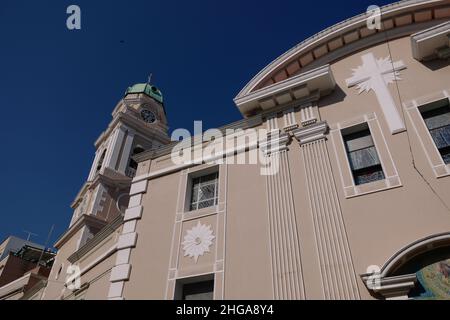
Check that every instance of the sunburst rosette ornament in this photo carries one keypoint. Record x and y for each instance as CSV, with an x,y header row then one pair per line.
x,y
197,241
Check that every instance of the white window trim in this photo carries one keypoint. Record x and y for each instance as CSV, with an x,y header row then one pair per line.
x,y
414,107
391,179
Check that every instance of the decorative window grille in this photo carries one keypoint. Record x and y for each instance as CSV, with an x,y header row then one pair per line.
x,y
204,191
363,157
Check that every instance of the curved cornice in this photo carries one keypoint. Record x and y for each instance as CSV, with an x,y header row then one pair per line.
x,y
397,15
411,250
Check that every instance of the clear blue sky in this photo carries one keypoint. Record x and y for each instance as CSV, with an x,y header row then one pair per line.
x,y
58,87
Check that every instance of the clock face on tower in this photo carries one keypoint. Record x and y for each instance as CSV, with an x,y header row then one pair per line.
x,y
148,116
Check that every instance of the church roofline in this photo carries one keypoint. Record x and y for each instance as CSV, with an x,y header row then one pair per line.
x,y
318,46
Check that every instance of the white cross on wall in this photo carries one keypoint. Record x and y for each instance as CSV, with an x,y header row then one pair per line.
x,y
375,74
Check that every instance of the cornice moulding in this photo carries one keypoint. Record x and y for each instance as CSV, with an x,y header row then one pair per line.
x,y
311,133
425,43
338,31
300,86
83,220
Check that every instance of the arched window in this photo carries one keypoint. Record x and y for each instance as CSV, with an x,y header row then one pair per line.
x,y
132,166
100,161
421,271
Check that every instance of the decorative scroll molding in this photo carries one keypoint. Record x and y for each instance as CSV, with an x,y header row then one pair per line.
x,y
391,288
284,239
307,115
336,266
311,133
275,142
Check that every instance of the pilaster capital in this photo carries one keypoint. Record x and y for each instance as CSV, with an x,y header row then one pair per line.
x,y
311,133
274,142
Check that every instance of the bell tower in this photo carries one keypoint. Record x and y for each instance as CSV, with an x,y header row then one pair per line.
x,y
138,124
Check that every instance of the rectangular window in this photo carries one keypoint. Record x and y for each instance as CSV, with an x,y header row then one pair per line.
x,y
203,290
437,120
362,155
204,192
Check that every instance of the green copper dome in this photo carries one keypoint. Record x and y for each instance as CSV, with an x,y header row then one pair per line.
x,y
148,89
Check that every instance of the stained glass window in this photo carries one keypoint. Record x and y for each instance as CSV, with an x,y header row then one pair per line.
x,y
363,157
204,191
438,123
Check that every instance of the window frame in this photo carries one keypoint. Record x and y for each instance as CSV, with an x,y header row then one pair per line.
x,y
189,189
431,152
182,282
446,104
391,176
357,130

**Your goal**
Copy the material exactly as written and leave every picture behind.

**Answer below**
Check that every instance of the sunburst rosette ornament in this photo carries one keypoint. Record x and y for each instance as CSV, with an x,y header row then one pair per line.
x,y
197,241
Check that every instance of the white window trim in this photo carries one keypoint. Record x and y for each instance as CSV, with an x,y header row then one pair per line.
x,y
414,107
391,179
Check that every instance of the decorative window grille in this photo carries one keypoint. Record x and y for each instance as CSV, with an x,y header row then one pair per line.
x,y
204,191
363,157
Check that every instance of the curved cornice in this photo carries one keypoint. Record x and y for each instance as CSV, with an x,y header row then one pair per line.
x,y
397,15
411,250
Check that every instance of the clear blue sky in this photo carries one keypoint. Record x and y for each instance as CSV, with an x,y header row then one pair per line.
x,y
58,87
Check that every instance of the clock face on tower in this photo carries one keypoint. Record x and y for each instance as CSV, with an x,y header row then one pair per line.
x,y
148,116
Check that every instance of the church roofline in this photo carries one keypoint. Record x and y for each instance as CSV, with an x,y header row then one pair per line.
x,y
318,46
Check that every instance of the white cross on wall in this photo carries one keypoint. Record x and y for each instance as CSV, with an x,y header row then one pair per line.
x,y
375,74
Check that every instance of the cornice moulding in this photo carries one keypoint. Record x and y for each instance as CSV, with an x,y header row then one pair per line.
x,y
311,133
425,43
338,31
300,86
83,220
Check that every instance of the arched window in this photo carries one keypoint. Record x and y for each instance as CSV, with an x,y header row then one pair per line.
x,y
132,166
100,161
421,271
Check that every instance of the decorative scroll molding in this photo carries one keypoint. Record x and y for each instance as CSV, with an x,y header row then one pair per line.
x,y
391,288
284,239
307,115
336,266
311,133
275,142
Check that every instance of the pilaster capital in this photo carries one keypoint. Record x and y for each instance as CSV, with an x,y header row then one pair per line.
x,y
311,133
274,142
Check that every instance of the bell tower in this photo carries one keypoint. Record x and y for each instance as CSV, with an x,y header row then one pair per line.
x,y
138,124
Check that every instance of the rectangular window in this photo carries one keypoint. Record x and y for each instance as CSV, with an x,y header row then one pair per line.
x,y
203,290
437,120
362,155
204,192
Check that every instance of the green copper dome in this photo carries one keypoint. Record x and y for each instance as CSV, with an x,y header row then one pair per line.
x,y
148,89
Check that every instance of the stained glass window in this photo carries one keypoint. Record x and y for each instance as CSV, with an x,y header row then one pair per line.
x,y
363,157
204,191
438,123
Check that every instance of the window frame in this photo carries one keypoint. Record x and y for each instance as CSV, with an x,y header row then one pair per line.
x,y
189,189
431,152
182,282
446,104
391,176
357,130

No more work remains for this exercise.